The leniency program gives participants in anti-competitive agreements a chance to avoid a financial penalty in exchange for cooperation with the President of the Polish Competition Authority and for its assistance in detecting and proving the violation. A leniency applicant can count on completely avoiding a fine (or having it reduced), but must satisfy certain legal requirements. Otherwise, disappointment awaits them. This text presents examples of such disappointments when the President of the Polish Competition Authority turned away a leniency applicant.
Introduction
Much has been said about the benefits that leniency programs bring both to the President of the Office of Competition and Consumer Protection (the ’’Polish Competition Authority”) and to participants in anti-competitive agreements. The essence of leniency is the guarantee of a waiver or reduction of a fine for a participant in an anti-competitive agreement who has agreed to cooperate in detecting and proving an infringement and has provided the President of the Polish Competition Authority with yet unknown, significant evidence of the infringement. From the perspective of the President of the Polish Competition Authority, the benefit is valuable access to reliable sources of information on the most difficult to detect (because most often secret) infringements of competition law – cartels and other anti-competitive agreements. From the perspective of the leniency applicant (these may be entrepreneurs participating in the prohibited practice as well as their managers), participation in the leniency program provides an opportunity to guarantee that a fine will not be imposed (when they are the first participant in the prohibited practice to cooperate with the Polish Competition Authority and meet additional requirements)[1] or to significantly reduce the fine (an option available to the next in line)[2].
Obtaining benefits related to the leniency program is possible provided that the requirements specified in art. 113a et seq. of the Act of 16 February 2007 on the Protection of Competition and Consumers[3] (the “’Act’’) are met. On the Polish version of our website, we have already written about both the benefits of leniency and the criteria that an applicant must meet in order to obtain a waiver or reduction of the penalty[4]. It is worth recalling that a key requirement among these criteria is to provide documents or information about the infringement that are important in the case and that the Polish Competition Authority did not previously have, and that are sufficient to initiate the proceedings or to help significantly in the issuance of a decision. However, the obligations of leniency applicants do not end there. In addition to providing specific documents or information on their own initiative, they must be ready to cooperate with the authority on an ongoing basis throughout the proceedings. An entrepreneur or an individual planning to submit a leniency application cannot, for example, destroy or conceal evidence of the collusive agreement from the moment they have made up their minds to do so. They also cannot disclose the intention to submit a leniency motion to other participants of the prohibited agreement[5]. Failure to meet all the statutory requirements leads to a rejection of the leniency application .
-.-.-
__DIRECTIVE 1__. Under the leniency article, which provision of which Act sets the requirements for obtaining leniency benefits?
__DIRECTIVE 2__. Echo the leniency article from "The leniency program gives" to "a leniency applicant.".
__DIRECTIVE 3__. Decide whether each statement agrees with the leniency article, and quote the deciding words: (a) Only entrepreneurs, not their managers, can be leniency applicants. (b) A planned applicant may not reveal to other participants of the prohibited agreement that it intends to submit a leniency motion. (c) Failing to meet all the statutory requirements leads to rejection of the leniency application.

__COLLECTED MATERIAL__.
-.-.-
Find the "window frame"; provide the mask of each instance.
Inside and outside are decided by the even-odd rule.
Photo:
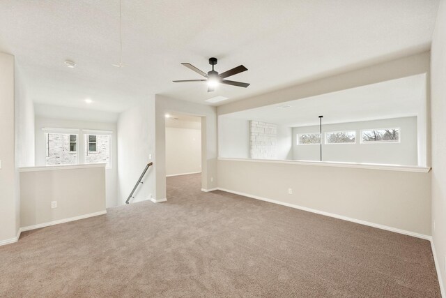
-.-.-
__FULL SOLUTION 1__. Art. 113a et seq. of the Act of 16 February 2007 on the Protection of Competition and Consumers.

__FULL SOLUTION 2__.
The leniency program gives participants in anti-competitive agreements a chance to avoid a financial penalty in exchange for cooperation with the President of the Polish Competition Authority and for its assistance in detecting and proving the violation. A leniency applicant can count on completely avoiding a fine (or having it reduced), but must satisfy certain legal requirements. Otherwise, disappointment awaits them. This text presents examples of such disappointments when the President of the Polish Competition Authority turned away a leniency applicant.

__FULL SOLUTION 3__.
(a) No: "these may be entrepreneurs participating in the prohibited practice as well as their managers"
(b) Yes: "They also cannot disclose the intention to submit a leniency motion to other participants of the prohibited agreement"
(c) Yes: "Failure to meet all the statutory requirements leads to a rejection of the leniency application"